PROBLEM: The data below has to be returned exactly, down to the last character.

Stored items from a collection

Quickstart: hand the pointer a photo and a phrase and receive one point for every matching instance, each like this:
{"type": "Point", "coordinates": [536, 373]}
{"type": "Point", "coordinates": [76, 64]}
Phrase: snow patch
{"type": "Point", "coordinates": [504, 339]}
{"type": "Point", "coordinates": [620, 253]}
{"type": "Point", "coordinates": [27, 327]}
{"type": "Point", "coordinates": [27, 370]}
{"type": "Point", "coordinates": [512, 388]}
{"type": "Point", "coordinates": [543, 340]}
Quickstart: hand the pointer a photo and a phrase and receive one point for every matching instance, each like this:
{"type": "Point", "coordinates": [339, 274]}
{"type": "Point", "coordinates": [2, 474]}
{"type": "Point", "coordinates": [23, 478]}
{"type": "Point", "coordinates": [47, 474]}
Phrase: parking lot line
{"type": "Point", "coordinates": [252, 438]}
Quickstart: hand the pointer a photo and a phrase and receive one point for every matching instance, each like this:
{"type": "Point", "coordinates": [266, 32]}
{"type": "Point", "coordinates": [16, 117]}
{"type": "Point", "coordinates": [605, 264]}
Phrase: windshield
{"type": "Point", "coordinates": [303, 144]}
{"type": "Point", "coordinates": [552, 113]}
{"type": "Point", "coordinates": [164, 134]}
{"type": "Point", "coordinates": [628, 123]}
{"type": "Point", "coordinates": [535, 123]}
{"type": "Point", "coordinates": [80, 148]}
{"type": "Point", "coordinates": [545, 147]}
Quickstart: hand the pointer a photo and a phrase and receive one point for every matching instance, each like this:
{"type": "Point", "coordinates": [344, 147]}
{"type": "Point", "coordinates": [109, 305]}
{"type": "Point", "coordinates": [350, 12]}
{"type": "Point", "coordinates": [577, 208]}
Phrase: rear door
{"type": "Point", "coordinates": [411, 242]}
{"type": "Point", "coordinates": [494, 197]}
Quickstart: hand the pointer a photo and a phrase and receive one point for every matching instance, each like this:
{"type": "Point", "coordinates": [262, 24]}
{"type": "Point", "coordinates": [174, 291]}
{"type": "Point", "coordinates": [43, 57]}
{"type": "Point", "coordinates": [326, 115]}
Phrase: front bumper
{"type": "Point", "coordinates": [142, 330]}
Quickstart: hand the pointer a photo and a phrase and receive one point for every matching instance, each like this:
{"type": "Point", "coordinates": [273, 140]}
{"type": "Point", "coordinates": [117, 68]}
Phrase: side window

RESPONSE FOR THIS EXERCISE:
Quickstart: hand the pointer a photo and a phrase and receive one point for every matching instance, each like this:
{"type": "Point", "coordinates": [536, 373]}
{"type": "Point", "coordinates": [76, 64]}
Phrase: snow patch
{"type": "Point", "coordinates": [504, 339]}
{"type": "Point", "coordinates": [620, 253]}
{"type": "Point", "coordinates": [27, 327]}
{"type": "Point", "coordinates": [27, 370]}
{"type": "Point", "coordinates": [512, 388]}
{"type": "Point", "coordinates": [543, 340]}
Quickstart: hand the pointer a photo and a phrase and receive one point for every matching instance, each like this:
{"type": "Point", "coordinates": [339, 274]}
{"type": "Point", "coordinates": [2, 474]}
{"type": "Point", "coordinates": [23, 478]}
{"type": "Point", "coordinates": [47, 474]}
Phrase: parking lot line
{"type": "Point", "coordinates": [252, 438]}
Quickstart: hand the pointer a photo and a phrase and receive one point for every matching instance, each like this:
{"type": "Point", "coordinates": [266, 32]}
{"type": "Point", "coordinates": [16, 117]}
{"type": "Point", "coordinates": [605, 264]}
Phrase: windshield
{"type": "Point", "coordinates": [303, 144]}
{"type": "Point", "coordinates": [552, 113]}
{"type": "Point", "coordinates": [164, 134]}
{"type": "Point", "coordinates": [628, 123]}
{"type": "Point", "coordinates": [535, 123]}
{"type": "Point", "coordinates": [80, 148]}
{"type": "Point", "coordinates": [545, 147]}
Quickstart: hand the pointer a photo and a phrase and receive one point for every matching instance, each like this:
{"type": "Point", "coordinates": [344, 147]}
{"type": "Point", "coordinates": [109, 305]}
{"type": "Point", "coordinates": [350, 12]}
{"type": "Point", "coordinates": [577, 208]}
Phrase: rear door
{"type": "Point", "coordinates": [411, 242]}
{"type": "Point", "coordinates": [494, 197]}
Quickstart: hand the pointer a photo and a phrase and receive one point for every matching instance, each like this:
{"type": "Point", "coordinates": [262, 24]}
{"type": "Point", "coordinates": [174, 291]}
{"type": "Point", "coordinates": [43, 57]}
{"type": "Point", "coordinates": [326, 115]}
Phrase: front bumper
{"type": "Point", "coordinates": [142, 330]}
Quickstart: hand the pointer a photo and a phrase and receive one point for every matching instance, each like this:
{"type": "Point", "coordinates": [273, 140]}
{"type": "Point", "coordinates": [117, 68]}
Phrase: side window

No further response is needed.